Please output the data exactly, minus pictures.
(MATERIAL TO PROCESS begins)
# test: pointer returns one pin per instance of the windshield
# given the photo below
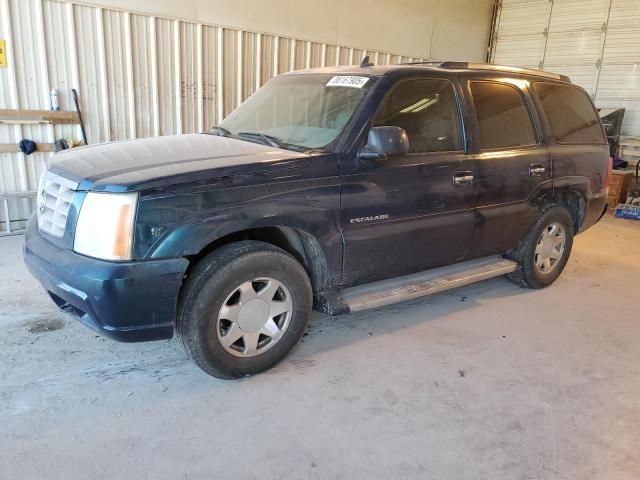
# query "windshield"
(307, 111)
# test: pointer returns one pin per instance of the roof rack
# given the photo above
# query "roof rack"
(495, 68)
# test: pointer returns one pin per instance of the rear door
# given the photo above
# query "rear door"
(403, 214)
(513, 164)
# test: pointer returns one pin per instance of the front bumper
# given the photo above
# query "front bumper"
(128, 302)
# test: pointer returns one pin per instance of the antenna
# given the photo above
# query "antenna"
(365, 62)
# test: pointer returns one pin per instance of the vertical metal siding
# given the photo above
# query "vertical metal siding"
(595, 42)
(136, 75)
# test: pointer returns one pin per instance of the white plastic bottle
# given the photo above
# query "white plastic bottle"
(55, 105)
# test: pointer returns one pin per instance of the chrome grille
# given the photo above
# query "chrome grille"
(55, 195)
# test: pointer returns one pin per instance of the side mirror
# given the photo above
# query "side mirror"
(385, 141)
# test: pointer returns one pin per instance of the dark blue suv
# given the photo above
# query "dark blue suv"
(338, 189)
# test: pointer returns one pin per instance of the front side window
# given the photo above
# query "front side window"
(503, 118)
(570, 112)
(305, 111)
(427, 110)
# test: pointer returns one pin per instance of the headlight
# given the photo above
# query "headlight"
(105, 225)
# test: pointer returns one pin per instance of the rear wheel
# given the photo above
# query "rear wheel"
(544, 252)
(244, 308)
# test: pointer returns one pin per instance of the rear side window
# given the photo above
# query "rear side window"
(503, 118)
(427, 110)
(570, 112)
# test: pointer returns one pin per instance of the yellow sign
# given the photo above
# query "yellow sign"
(3, 53)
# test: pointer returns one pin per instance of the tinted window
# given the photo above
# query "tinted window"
(427, 111)
(503, 118)
(570, 112)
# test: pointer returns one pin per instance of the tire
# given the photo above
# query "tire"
(531, 255)
(247, 270)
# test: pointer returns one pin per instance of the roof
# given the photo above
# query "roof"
(435, 66)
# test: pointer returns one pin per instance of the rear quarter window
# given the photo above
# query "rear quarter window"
(570, 113)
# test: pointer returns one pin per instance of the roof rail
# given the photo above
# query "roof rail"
(495, 68)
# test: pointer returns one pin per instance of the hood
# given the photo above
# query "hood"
(154, 162)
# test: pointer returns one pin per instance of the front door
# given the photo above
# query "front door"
(404, 214)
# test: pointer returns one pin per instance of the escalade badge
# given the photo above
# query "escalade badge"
(382, 216)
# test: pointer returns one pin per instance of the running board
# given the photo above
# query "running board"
(409, 287)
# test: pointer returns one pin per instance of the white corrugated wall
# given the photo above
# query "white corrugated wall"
(595, 42)
(136, 75)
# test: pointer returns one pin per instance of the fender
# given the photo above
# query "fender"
(186, 220)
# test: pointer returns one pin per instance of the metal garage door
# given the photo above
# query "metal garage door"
(595, 42)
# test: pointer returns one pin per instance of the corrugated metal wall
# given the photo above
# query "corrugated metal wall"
(137, 76)
(595, 42)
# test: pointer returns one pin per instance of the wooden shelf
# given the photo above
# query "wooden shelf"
(38, 117)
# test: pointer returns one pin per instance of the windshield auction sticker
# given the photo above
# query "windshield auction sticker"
(347, 81)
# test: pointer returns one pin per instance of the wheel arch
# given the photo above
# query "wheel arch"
(304, 247)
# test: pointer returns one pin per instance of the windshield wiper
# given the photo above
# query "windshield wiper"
(218, 130)
(267, 139)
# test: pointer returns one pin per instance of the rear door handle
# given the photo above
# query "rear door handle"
(463, 178)
(536, 170)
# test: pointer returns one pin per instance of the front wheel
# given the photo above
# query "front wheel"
(244, 308)
(544, 252)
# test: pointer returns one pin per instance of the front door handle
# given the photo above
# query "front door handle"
(463, 178)
(537, 170)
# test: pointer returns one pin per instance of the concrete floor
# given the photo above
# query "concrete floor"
(485, 382)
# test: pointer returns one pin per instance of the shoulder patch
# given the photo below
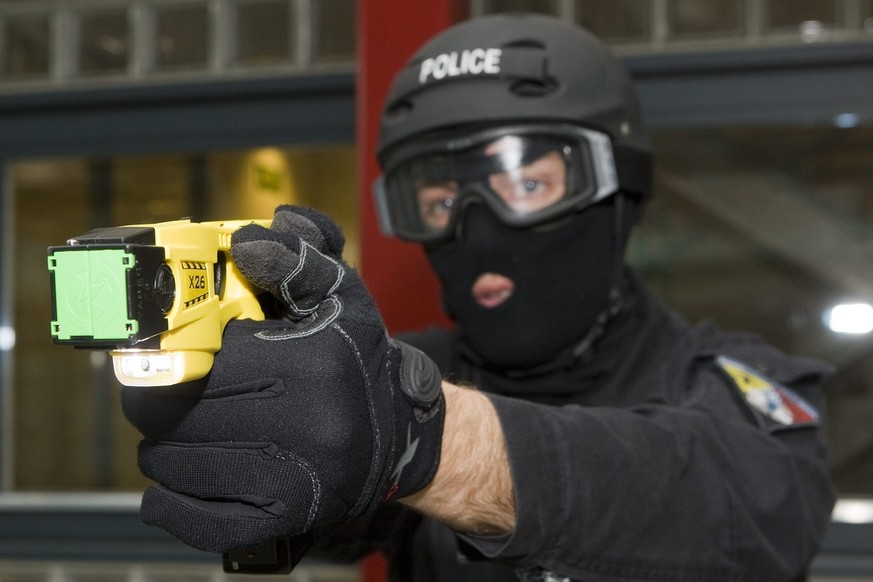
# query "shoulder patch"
(780, 406)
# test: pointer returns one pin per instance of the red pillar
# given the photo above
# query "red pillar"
(389, 32)
(397, 274)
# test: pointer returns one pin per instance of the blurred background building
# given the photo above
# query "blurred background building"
(133, 111)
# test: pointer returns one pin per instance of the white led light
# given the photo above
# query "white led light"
(148, 367)
(852, 318)
(853, 511)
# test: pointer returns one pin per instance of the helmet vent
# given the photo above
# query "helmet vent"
(398, 110)
(529, 88)
(532, 87)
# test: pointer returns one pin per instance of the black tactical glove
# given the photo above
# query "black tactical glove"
(304, 421)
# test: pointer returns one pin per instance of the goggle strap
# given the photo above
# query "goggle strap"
(383, 212)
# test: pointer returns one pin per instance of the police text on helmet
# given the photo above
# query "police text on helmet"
(467, 62)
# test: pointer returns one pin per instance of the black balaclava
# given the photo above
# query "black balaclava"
(565, 273)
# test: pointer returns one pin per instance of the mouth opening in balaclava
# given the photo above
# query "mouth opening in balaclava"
(561, 275)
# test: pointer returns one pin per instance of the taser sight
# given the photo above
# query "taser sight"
(156, 296)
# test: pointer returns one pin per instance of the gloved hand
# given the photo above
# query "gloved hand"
(304, 421)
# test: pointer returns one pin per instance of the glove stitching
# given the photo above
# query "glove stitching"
(369, 490)
(316, 485)
(336, 309)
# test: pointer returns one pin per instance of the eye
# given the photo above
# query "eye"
(531, 186)
(435, 204)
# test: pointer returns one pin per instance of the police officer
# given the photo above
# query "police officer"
(603, 437)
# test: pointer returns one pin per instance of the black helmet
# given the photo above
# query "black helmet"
(518, 68)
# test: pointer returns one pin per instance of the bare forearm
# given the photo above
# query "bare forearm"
(472, 489)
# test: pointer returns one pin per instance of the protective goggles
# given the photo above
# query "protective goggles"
(527, 174)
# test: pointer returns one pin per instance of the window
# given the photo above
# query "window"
(765, 229)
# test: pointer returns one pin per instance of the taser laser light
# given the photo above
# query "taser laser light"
(156, 296)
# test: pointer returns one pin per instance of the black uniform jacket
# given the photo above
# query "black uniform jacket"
(669, 453)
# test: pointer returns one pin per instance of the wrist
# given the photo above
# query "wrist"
(472, 488)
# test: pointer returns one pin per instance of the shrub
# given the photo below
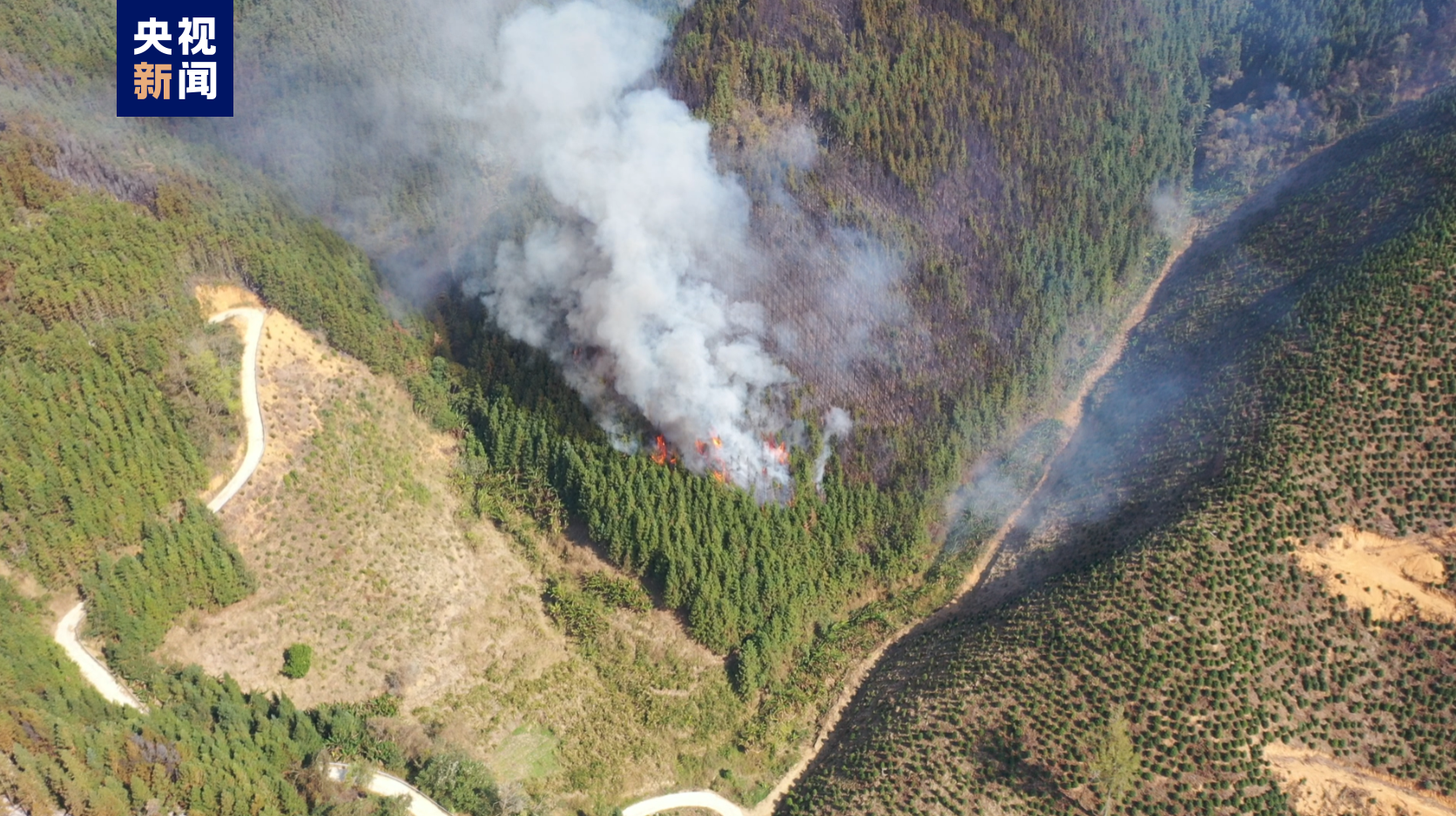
(MATERIAL TO PROCESS ends)
RESPONSE BOX.
# test: pointer returns one pin per instance of the windshield
# given the photo below
# query "windshield"
(307, 111)
# test: pointer returns one pin per instance of the roof rack
# given the photo above
# query "roof rack"
(495, 68)
# test: pointer returns one pin per instance of the rear door
# given the photo above
# query "rear door"
(403, 214)
(513, 164)
# test: pointer returns one pin per instance of the front bumper
# given the photo above
# query "front bumper"
(128, 302)
# test: pointer returns one pin per instance of the antenna
# given the photo above
# query "antenna"
(365, 62)
# test: pointer returns one pin per instance of the vertical metal siding
# given the photo above
# query "vertical metal siding"
(595, 42)
(136, 75)
# test: pointer returns one pin per instance of the white plastic bottle
# given the photo above
# query "white plastic bottle"
(55, 105)
# test: pointer returns one pin per instance of the chrome grille
# given the photo above
# query "chrome grille"
(55, 195)
# test: pointer returns one pin per instance of the side mirror
# given the photo above
# query "side mirror"
(385, 141)
# test: pointer returns one pin per instance of the dark blue suv
# given the photo above
# query "dark blue suv"
(338, 189)
# test: pointer returns one pin per instance of the front side window
# given the photo above
# query "front side window"
(503, 118)
(570, 112)
(305, 111)
(427, 110)
# test: pointer returns one pin per instance of the headlight
# given the photo above
# query "headlight"
(105, 225)
# test: pointer returns one pin per instance of the rear wheel
# given the photo above
# query "rear wheel"
(544, 252)
(244, 308)
# test: pointer returns one pin per instance of the rear side window
# given the photo above
# query "rear side window"
(503, 118)
(427, 110)
(570, 112)
# test: pointer returns one pin per instance of the yellow sign
# given the photo above
# query "yellow sign"
(3, 53)
# test: pointer returns one pin per instance of the tinted window
# given the photo above
# query "tinted window"
(427, 111)
(503, 118)
(570, 112)
# test: pointer returns one pin per instance of the tire
# given the photo above
# query "tire"
(531, 255)
(247, 270)
# test: pointer returns one pin per instance of the roof
# given the photo above
# query "roof"
(435, 66)
# test: pointer returns one pin per instance of the rear quarter window
# given the photo above
# query "rear quarter window"
(570, 113)
# test: pointer returns one pin per instance of the roof rail
# given the photo above
# query "roof rail"
(495, 68)
# test: pointer returns one pin per instance of the hood
# given the photo above
# query "hood"
(154, 162)
# test: pointer returns one pin per instance of the front door
# given the photo above
# query "front door"
(404, 214)
# test: pointer returns one pin per instance of the escalade badge
# given the photo above
# query "escalade badge"
(382, 216)
# test: pointer returns one pin per instance of the running board
# given the photo above
# query "running board"
(409, 287)
# test: pointer returns one pin per instance of the white corrugated wall
# given the photo above
# query "white corrugated wall"
(595, 42)
(136, 75)
# test: pointer returns one pin per instance of the fender
# given the photo above
# query "fender"
(186, 220)
# test: pointer returns one pin per instance of the metal garage door
# given the photo above
# query "metal garage door"
(595, 42)
# test: pointer returns one pin per instance of the corrugated metal wall
# given the photo above
# query "corrugated metal wall"
(137, 76)
(595, 42)
# test: pointer returns one pin per instance of the wooden shelf
# given the photo above
# query "wooden shelf"
(38, 117)
# test: pointer returns one pin per instance of the windshield auction sticker
# given the photo above
# query "windshield auction sticker"
(347, 81)
# test: pointer returns one pin per instance of the wheel arch
# given the photo above
# query "wheel arch"
(304, 247)
# test: pointer returns one pin per instance of the windshield wiper
# given the photo above
# query "windshield wiper"
(218, 130)
(267, 139)
# test: pointer returns one pin per instance of the rear door handle
# given the photo above
# query "rear door handle"
(463, 178)
(536, 170)
# test: pointer returns one pin per instance of the front wheel
# given the photo above
# query "front wheel"
(244, 308)
(544, 252)
# test: pointer returns one pin per instance of the front door handle
# given the photo above
# query "front door handle"
(463, 178)
(537, 170)
# test: pointer returns one pin per instance of the concrete floor
# given the photo above
# query "concrete floor"
(485, 382)
# test: pointer returns one pin per instance of the shoulder patch
# given the photo below
# query "shoulder patch"
(780, 406)
# test: pointer returns one pin per instance of the red pillar
# given the photo above
# query "red pillar"
(389, 32)
(397, 274)
# test: pointer returns one pin per instance of the blurred background building
# given the photo above
# query "blurred background building"
(133, 111)
# test: pointer returns one pin per instance of the white led light
# given the photo above
# query "white led light"
(148, 367)
(852, 318)
(853, 511)
# test: pointer returns one pin per instance of the helmet vent
# given the photo above
# query "helmet vent"
(398, 110)
(529, 88)
(532, 87)
# test: pointer returns one pin per instance of the black tactical glove
# given the photo above
# query "black tactical glove"
(304, 421)
# test: pointer returns one pin per instance of the goggle strap
# given the photo above
# query "goggle strap"
(383, 212)
# test: pointer returns one pin per instance of the police text on helmet
# given the photo above
# query "police text on helmet"
(467, 62)
# test: pointer returns one pin per instance of the black balaclava
# given the photo above
# query "black balaclava"
(565, 273)
# test: pointer returns one pin per instance of the mouth opening in balaclava
# given the photo above
# query "mouth opening in balaclava"
(561, 275)
# test: pointer returns one pin per instance of the taser sight
# given the photo above
# query "taser sight"
(156, 296)
# test: pointer returns one pin per instance of the gloved hand
# given the photo above
# query "gloved hand"
(304, 421)
# test: pointer returns one pin per instance of the glove stitching
# given the photo above
# query "glove stitching"
(369, 490)
(316, 485)
(336, 309)
# test: pointer returns one pin per instance of the eye
# given the photo above
# query "eye"
(531, 186)
(435, 204)
# test: pointer returns one pin per instance of the police officer
# given the photo above
# query "police officer"
(603, 437)
# test: pointer returns one pin per instance of the black helmet
# given the photo above
# query "black helmet"
(518, 68)
# test: pointer returns one pin per instance of the bare forearm
# given the photo above
# query "bare forearm"
(472, 489)
# test: pointer returns one pin per instance of the protective goggles
# given the photo above
# query "protective goggles"
(527, 174)
# test: pointer returns one pin per instance of the window
# given the photo above
# query "window"
(765, 229)
# test: pointer returns one pin per instance of the taser laser light
# given the photo above
# query "taser laser light"
(156, 296)
# test: pointer returns one pin per instance of the black uniform jacket
# given the photo above
# query "black uniform jacket"
(669, 453)
# test: pointer returns one pin per instance of the wrist
# given the photo above
# query "wrist"
(472, 488)
# test: pointer returns one pin per instance of the shrub
# given the photo below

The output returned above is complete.